DATASET Block Start
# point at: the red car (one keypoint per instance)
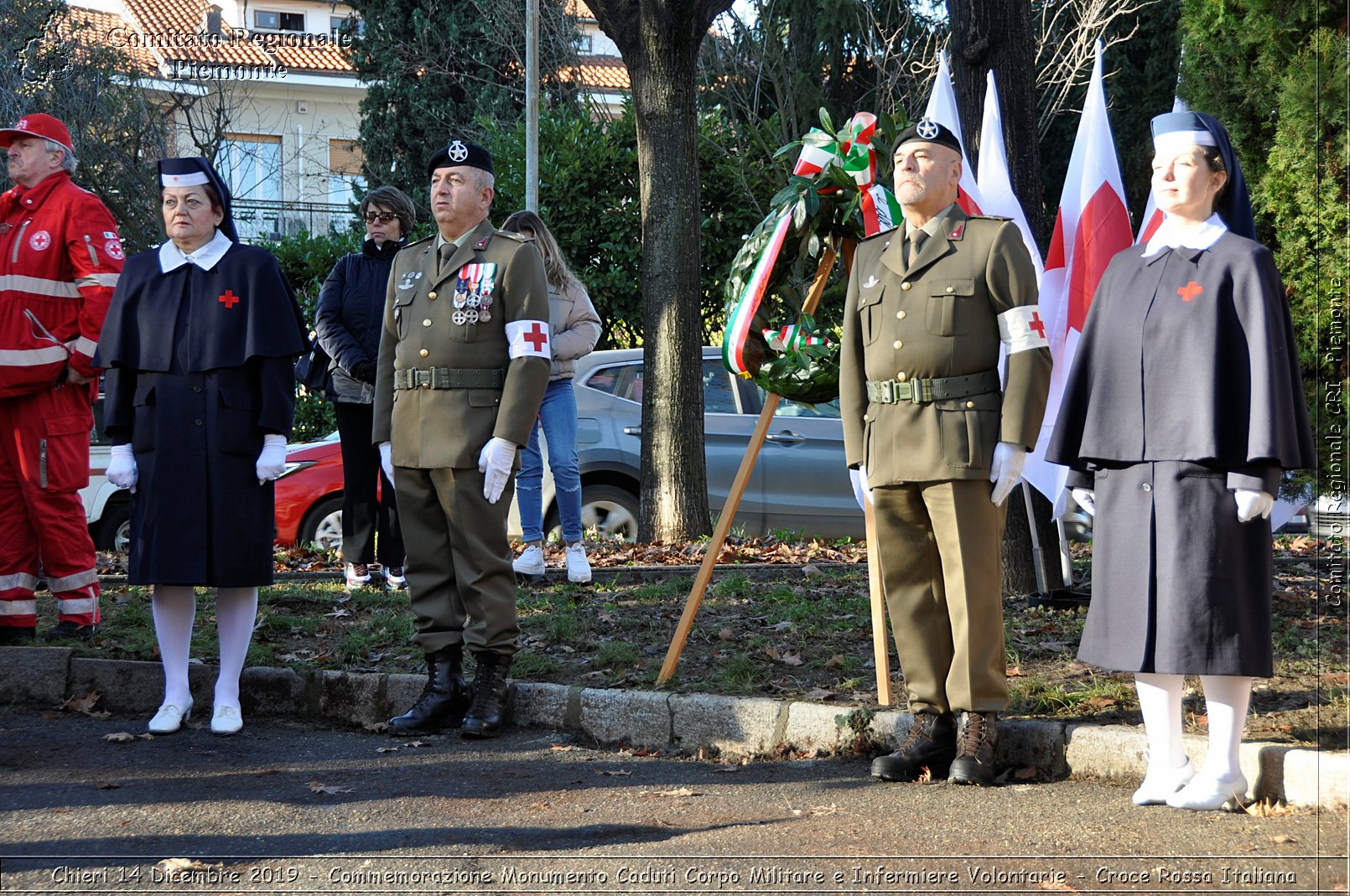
(309, 495)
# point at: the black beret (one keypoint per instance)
(460, 153)
(929, 131)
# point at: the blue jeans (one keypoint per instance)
(558, 416)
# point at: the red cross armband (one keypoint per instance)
(1022, 329)
(528, 339)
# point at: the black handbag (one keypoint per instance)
(312, 369)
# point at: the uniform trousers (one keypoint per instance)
(938, 544)
(44, 464)
(460, 575)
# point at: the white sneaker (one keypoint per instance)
(531, 562)
(226, 719)
(578, 568)
(1159, 785)
(1207, 794)
(169, 718)
(358, 575)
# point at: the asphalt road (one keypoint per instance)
(299, 807)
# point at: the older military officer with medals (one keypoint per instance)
(940, 446)
(464, 365)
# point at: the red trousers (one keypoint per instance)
(44, 464)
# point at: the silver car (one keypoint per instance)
(799, 482)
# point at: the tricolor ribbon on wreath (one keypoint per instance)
(851, 150)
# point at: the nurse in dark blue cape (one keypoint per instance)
(199, 349)
(1183, 408)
DATASET Block End
— REQUIRED ACTION —
Each of the lines above should be transcribed exactly; no image is to be copied.

— RESPONSE AREA —
# point at: the red car (one keypoint per instance)
(309, 495)
# point at: the black beret (one keypoint per instance)
(460, 153)
(929, 131)
# point at: the blue jeans (one keypoint per instance)
(558, 416)
# point at: the red cross armband (one keypoint per instance)
(1022, 329)
(528, 339)
# point at: the black handbag (one keypoint per instance)
(312, 369)
# point at: the uniform trousers (one keypoint per instance)
(938, 544)
(44, 464)
(460, 575)
# point at: the white sneaker (one keypoint per instance)
(531, 562)
(226, 719)
(578, 568)
(1159, 785)
(1207, 794)
(169, 718)
(358, 575)
# point at: the asphalt road (one keypoint per instance)
(299, 807)
# point at: the older military officer with medals (one keypoint per instance)
(940, 446)
(464, 365)
# point at: the red trousers (one keypoint per instance)
(44, 464)
# point at: the silver car (one keypoint per instance)
(799, 482)
# point at: the tricolor ribbon on wreath (one keypoint per instance)
(851, 150)
# point at: the nurse in dark blue cape (one keypoint per instance)
(199, 349)
(1183, 408)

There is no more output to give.